GOAL OF THE EXERCISE -
Output all records exactly, with no images.
::::::::
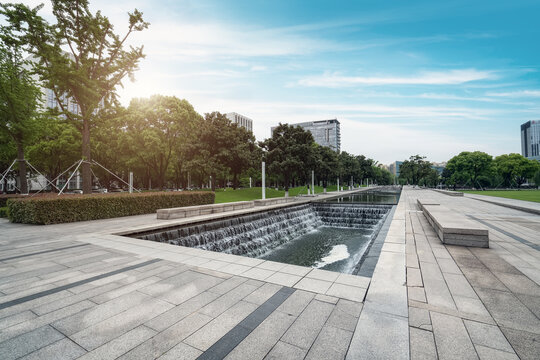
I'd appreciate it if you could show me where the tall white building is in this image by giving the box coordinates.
[226,112,253,132]
[521,120,540,161]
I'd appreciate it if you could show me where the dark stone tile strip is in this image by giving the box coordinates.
[468,215,540,251]
[0,243,89,262]
[0,259,161,310]
[196,286,296,360]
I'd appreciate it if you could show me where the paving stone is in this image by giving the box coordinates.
[145,291,220,332]
[515,293,540,318]
[264,340,306,360]
[313,293,339,304]
[281,299,334,349]
[225,310,296,360]
[474,287,540,333]
[408,306,431,330]
[18,338,86,360]
[408,286,427,303]
[243,282,282,305]
[256,260,287,272]
[335,273,370,288]
[407,267,423,287]
[420,261,456,310]
[198,283,259,318]
[279,264,312,277]
[406,252,420,268]
[453,296,491,317]
[0,311,37,330]
[157,342,202,360]
[437,258,462,274]
[326,283,366,302]
[444,273,478,298]
[240,267,274,281]
[305,269,340,282]
[52,291,151,336]
[265,272,302,287]
[326,299,363,332]
[207,276,247,295]
[305,325,353,360]
[430,311,478,360]
[409,327,437,360]
[0,325,65,360]
[346,308,409,360]
[474,345,519,360]
[71,297,174,351]
[77,325,157,360]
[493,272,540,297]
[463,319,514,353]
[219,263,253,276]
[500,326,540,360]
[276,290,315,316]
[118,312,212,360]
[293,277,332,294]
[460,267,508,291]
[184,300,258,351]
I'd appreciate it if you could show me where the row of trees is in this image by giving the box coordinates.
[398,152,540,188]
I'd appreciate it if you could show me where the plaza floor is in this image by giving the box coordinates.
[0,188,538,359]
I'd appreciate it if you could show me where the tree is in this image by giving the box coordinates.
[315,145,338,192]
[2,1,149,193]
[399,155,432,185]
[445,151,493,189]
[533,170,540,189]
[494,153,540,188]
[260,123,315,196]
[222,123,258,189]
[26,116,80,190]
[125,95,200,190]
[0,27,42,194]
[338,151,358,187]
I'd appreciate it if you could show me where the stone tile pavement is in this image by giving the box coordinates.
[0,187,539,359]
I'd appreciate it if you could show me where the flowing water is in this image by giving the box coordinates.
[133,199,394,273]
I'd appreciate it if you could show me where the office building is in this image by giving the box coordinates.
[388,161,403,177]
[521,120,540,161]
[273,119,341,152]
[431,162,446,174]
[226,112,253,132]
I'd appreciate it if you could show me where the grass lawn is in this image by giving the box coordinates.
[461,190,540,203]
[214,185,340,203]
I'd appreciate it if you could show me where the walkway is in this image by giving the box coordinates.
[0,188,539,359]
::::::::
RESULT BELOW -
I'd appreciate it if you could show me where the tall white building is in this image by giving the box coordinates.
[226,112,253,132]
[521,120,540,161]
I'd appreciate it if you could show me where the dark stone tile strip is in this image by giving the box coordinates.
[468,215,540,251]
[0,243,89,262]
[0,259,161,310]
[196,286,296,360]
I'd appreciate it if you could show me where the paving stone is in this image by giving the box coordinates.
[145,291,220,332]
[515,293,540,318]
[264,340,306,360]
[313,293,339,304]
[281,299,334,349]
[225,310,296,360]
[474,287,540,333]
[408,306,431,330]
[18,338,86,360]
[408,286,427,303]
[243,282,282,305]
[256,260,287,272]
[335,273,370,288]
[407,267,423,287]
[420,261,456,310]
[198,283,259,318]
[279,264,312,277]
[406,252,420,268]
[453,296,491,317]
[0,311,37,330]
[157,342,202,360]
[437,258,462,274]
[326,283,366,302]
[444,273,478,298]
[240,267,274,281]
[305,269,340,282]
[52,291,151,336]
[265,272,302,287]
[326,299,363,332]
[207,276,247,295]
[305,325,353,360]
[430,311,478,360]
[409,327,437,360]
[0,325,65,360]
[346,308,409,360]
[474,345,519,360]
[71,297,174,351]
[77,325,157,360]
[493,272,540,297]
[463,319,514,353]
[219,263,253,276]
[500,326,540,360]
[276,290,315,316]
[118,312,212,360]
[293,277,332,294]
[460,267,508,291]
[184,300,258,351]
I'd appreciate it if you could show me where the row of trees is in this image by giving the box coordinates.
[398,152,540,188]
I'd appreciate it if you could show me where the plaza floor is in this image by giving the box coordinates.
[0,188,538,359]
I'd appreciate it if you could show me where the tree is in this image by giving the box coordinates.
[315,145,338,192]
[2,1,149,193]
[399,155,432,185]
[445,151,493,189]
[533,170,540,189]
[494,153,540,188]
[260,123,315,196]
[222,123,258,189]
[26,116,80,190]
[125,95,200,190]
[0,27,42,194]
[338,151,358,187]
I'd appreciate it if you could show me where the stone tile pavement is in this image by giving the box coordinates.
[0,187,539,359]
I'd appreciate it if you could show me where the flowing water is in this image by giving the box coordinates.
[133,199,394,273]
I'd appreciate it if you could show me where the office building is in this image by giving the box coordinates.
[388,161,403,177]
[521,120,540,161]
[273,119,341,152]
[431,162,446,174]
[226,112,253,132]
I'd appreciate it if you could show me where the grass lawn is in this image by giving the box coordinates.
[461,190,540,203]
[214,185,340,203]
I'd appreciate it if you could show me where the walkway is in this image by giving the box coordinates.
[0,188,539,359]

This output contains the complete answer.